- **EXERCISE 1**
Lay out the records, from the start of the records down to the line containing "box: [450, 261, 499, 450]", as a Markdown table with the columns Row and Line. Leave out blank lines.

Skip to content

NeuronXCC Error in Compilation for Pytorch "all_to_all" operation: LLVM ERROR: allToAllOp does not have expected attributesΒ #1142

@aleks-tu

Description

@aleks-tu

Hello everyone,

I wanted to test, whether distributed Pytorch operations between Neuron-Cores are supported on the trn1.2xlarge instance type. I tried testing the all_to_all operation provided by the torch_xla package by using a slightly altered version of the all_to_all_test given in the Pytorch XLA Github repository. When executing the Script, i get an LLVM-Error, stating

LLVM ERROR: allToAllOp does not have expected attributes

Is this not supported? Thank you for your help.

Python-Script:

import sys
import os
import torch
import torch_xla.core.xla_model as xm
import torch_xla.distributed.xla_multiprocessing as xmp

def _mp_fn(index):
  device = xm.xla_device()

- **THE DATA**

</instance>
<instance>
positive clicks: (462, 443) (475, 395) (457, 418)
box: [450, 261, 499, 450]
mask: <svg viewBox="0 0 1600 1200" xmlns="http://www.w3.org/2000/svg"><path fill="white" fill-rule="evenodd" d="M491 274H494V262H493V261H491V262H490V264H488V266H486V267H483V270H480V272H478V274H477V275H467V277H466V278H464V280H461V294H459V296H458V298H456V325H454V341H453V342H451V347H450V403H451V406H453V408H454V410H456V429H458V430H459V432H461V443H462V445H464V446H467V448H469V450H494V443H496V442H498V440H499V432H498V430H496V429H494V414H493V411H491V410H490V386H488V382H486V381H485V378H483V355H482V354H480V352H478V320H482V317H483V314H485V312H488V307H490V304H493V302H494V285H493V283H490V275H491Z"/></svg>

- **EXERCISE 2**
Copy the NeuronXCC error post above in full, with no changes.

- **WRITTEN RESPONSE 1**
| Row | Line |
|---|---|
| 1 | </instance> |
| 2 | <instance> |
| 3 | positive clicks: (462, 443) (475, 395) (457, 418) |
| 4 | box: [450, 261, 499, 450] |

- **WRITTEN RESPONSE 2**
Skip to content

NeuronXCC Error in Compilation for Pytorch "all_to_all" operation: LLVM ERROR: allToAllOp does not have expected attributesΒ #1142

@aleks-tu

Description

@aleks-tu

Hello everyone,

I wanted to test, whether distributed Pytorch operations between Neuron-Cores are supported on the trn1.2xlarge instance type. I tried testing the all_to_all operation provided by the torch_xla package by using a slightly altered version of the all_to_all_test given in the Pytorch XLA Github repository. When executing the Script, i get an LLVM-Error, stating

LLVM ERROR: allToAllOp does not have expected attributes

Is this not supported? Thank you for your help.

Python-Script:

import sys
import os
import torch
import torch_xla.core.xla_model as xm
import torch_xla.distributed.xla_multiprocessing as xmp

def _mp_fn(index):
  device = xm.xla_device()